··· Documento de origen ···

Yo no me quejaba demasiado. Por lo menos era un lugar cubierto, con un piso de madera que nos permitía estar secos. La nueva ventana había sido un éxito. Por ella se colaba una brisa tibia que limpiaba el aire pesado de la respiración de las diez personas que había dentro. Un ratón pasó corriendo por la viga que tenía arriba de los ojos. ¿Cuánto tiempo tendríamos que vivir así, los unos encima de los otros, antes de recobrar nuestra libertad?

Por la mañana, al levantarme, descubrí junto con Lucho que los estantes que habíamos construido el día anterior con tanto esfuerzo ya estaban ocupados con las cosas de los demás. ¡No quedaba más espacio! Orlando se reía en su esquina y nos miraba:

—Pero no pongan esa cara. Es muy fácil: pedimos otras tablas y hacemos otros estantes en el rincón de allá, detrás de la puerta. Mejor para ustedes, porque les quedan al frente del camarote.

Gloria se acercó. La idea le parecía excelente.

—Y también podríamos hacer otro estante de este lado de la malla.

Yo no estaba contenta, por la sencilla razón de que me parecía poco probable que la guerrilla nos diera más tablas. Había que pedirlas y hacer todo un trámite, lo que me fatigaba de solo pensarlo. Para mi gran sorpresa, las tablas que pidió Orlando llegaron ese mismo día.

—Te va a quedar bonito el estante. No, mejor: ¡te voy a hacer un escritorio, como para una reina!

Orlando seguía burlándose de mí, pero yo estaba aliviada y había recuperado el buen humor. El y Lucho se pusieron a hacer un mueble que serviría, a la vez, de mesa y de estante. También iban a hacer una pequeña biblioteca para el rincón de Gloria. Yo quería ayudar, pero sentí que estorbaba, así que me replegué al patio a instalar mi hamaca mientras ellos terminaban de trabajar.

El lugar de las hamacas que yo tenía asignado había sido ocupado por Keith, quien ignoraba que antes de su llegada habíamos hecho un acuerdo para repartirnos el espacio. Solo quedaba un árbol del que podía colgar mi hamaca pero, en este caso, necesariamente había que colgar el otro extremo de la cuerda en la malla de acero del cercado. Esta alternativa presentaba dos problemas. El primero: que me negaran el permiso de usar las rejas. El segundo: que el lazo de mi hamaca no alcanzara. Por suerte, Sombra estaba haciendo una ronda por la cárcel y pude preguntarle directamente. Él estuvo de acuerdo y me dio el otro pedazo de lazo que hacía falta.

Mis compañeros me miraban de reojo. Todos calculaban que si hubiera tenido que pedirle permiso a Rogelio, no habría obtenido nada. Eran cosas pequeñas, pero nuestras vidas solo estaban hechas de cosas pequeñas. Cuando Rogelio vino a traer la olla de la comida, al ver que mi hamaca estaba colgando de la reja, me miró de manera siniestra. Era claro que me tenía en su lista negra.

···

**Qué debes hacer**
Contesta estas preguntas sobre el relato:
1. ¿Cuántas personas había dentro del lugar cubierto?
2. ¿Cuándo llegaron las tablas que pidió Orlando?
3. ¿Quién ocupaba el lugar de las hamacas que tenía asignado quien narra?
Responde solo con lo que dice el relato.

··· Entradas del listado ···

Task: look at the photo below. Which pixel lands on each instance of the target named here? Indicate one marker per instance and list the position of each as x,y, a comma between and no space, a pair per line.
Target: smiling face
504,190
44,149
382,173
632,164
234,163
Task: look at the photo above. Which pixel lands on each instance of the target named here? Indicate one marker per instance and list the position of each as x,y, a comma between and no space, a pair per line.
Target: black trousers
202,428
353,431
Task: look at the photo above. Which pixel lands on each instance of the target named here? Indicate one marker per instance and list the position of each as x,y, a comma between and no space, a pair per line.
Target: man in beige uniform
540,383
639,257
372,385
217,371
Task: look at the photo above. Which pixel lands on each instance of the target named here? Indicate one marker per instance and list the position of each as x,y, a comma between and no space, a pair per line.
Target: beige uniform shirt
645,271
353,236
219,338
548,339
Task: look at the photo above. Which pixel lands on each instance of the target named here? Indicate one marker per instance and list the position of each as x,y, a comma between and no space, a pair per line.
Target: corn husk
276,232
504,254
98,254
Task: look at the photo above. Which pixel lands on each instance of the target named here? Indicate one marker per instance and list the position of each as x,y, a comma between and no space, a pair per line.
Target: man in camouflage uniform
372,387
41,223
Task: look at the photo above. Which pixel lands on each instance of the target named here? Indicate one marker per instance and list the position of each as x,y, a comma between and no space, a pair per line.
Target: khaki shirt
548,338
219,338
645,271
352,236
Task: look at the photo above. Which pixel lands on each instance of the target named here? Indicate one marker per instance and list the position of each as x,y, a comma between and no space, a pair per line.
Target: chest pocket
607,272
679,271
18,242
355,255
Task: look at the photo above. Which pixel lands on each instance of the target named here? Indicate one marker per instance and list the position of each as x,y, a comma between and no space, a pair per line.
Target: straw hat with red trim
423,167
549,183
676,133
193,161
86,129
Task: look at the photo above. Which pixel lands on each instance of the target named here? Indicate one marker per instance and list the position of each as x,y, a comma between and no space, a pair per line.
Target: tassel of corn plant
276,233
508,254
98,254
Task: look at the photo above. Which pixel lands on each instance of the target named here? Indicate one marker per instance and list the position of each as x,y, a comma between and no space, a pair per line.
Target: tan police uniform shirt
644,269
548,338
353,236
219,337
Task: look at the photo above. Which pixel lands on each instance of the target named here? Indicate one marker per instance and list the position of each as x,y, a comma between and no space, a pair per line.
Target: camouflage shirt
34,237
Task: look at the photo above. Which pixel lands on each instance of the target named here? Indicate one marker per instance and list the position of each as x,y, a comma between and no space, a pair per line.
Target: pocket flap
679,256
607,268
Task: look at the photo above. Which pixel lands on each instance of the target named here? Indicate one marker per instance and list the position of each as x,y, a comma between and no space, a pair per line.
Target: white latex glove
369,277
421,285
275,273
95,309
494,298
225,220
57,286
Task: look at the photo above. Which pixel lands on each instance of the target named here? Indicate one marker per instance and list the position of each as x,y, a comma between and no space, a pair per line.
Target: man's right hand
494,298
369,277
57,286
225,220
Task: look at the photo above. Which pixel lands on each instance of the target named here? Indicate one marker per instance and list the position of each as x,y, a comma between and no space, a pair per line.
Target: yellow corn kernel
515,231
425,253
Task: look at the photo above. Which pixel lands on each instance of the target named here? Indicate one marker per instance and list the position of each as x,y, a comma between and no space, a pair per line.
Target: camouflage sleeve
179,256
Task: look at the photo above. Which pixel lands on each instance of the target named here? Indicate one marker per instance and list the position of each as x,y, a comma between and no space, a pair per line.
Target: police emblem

···

**Tu respuesta**
1. Diez personas.
2. Ese mismo día.
3. Keith.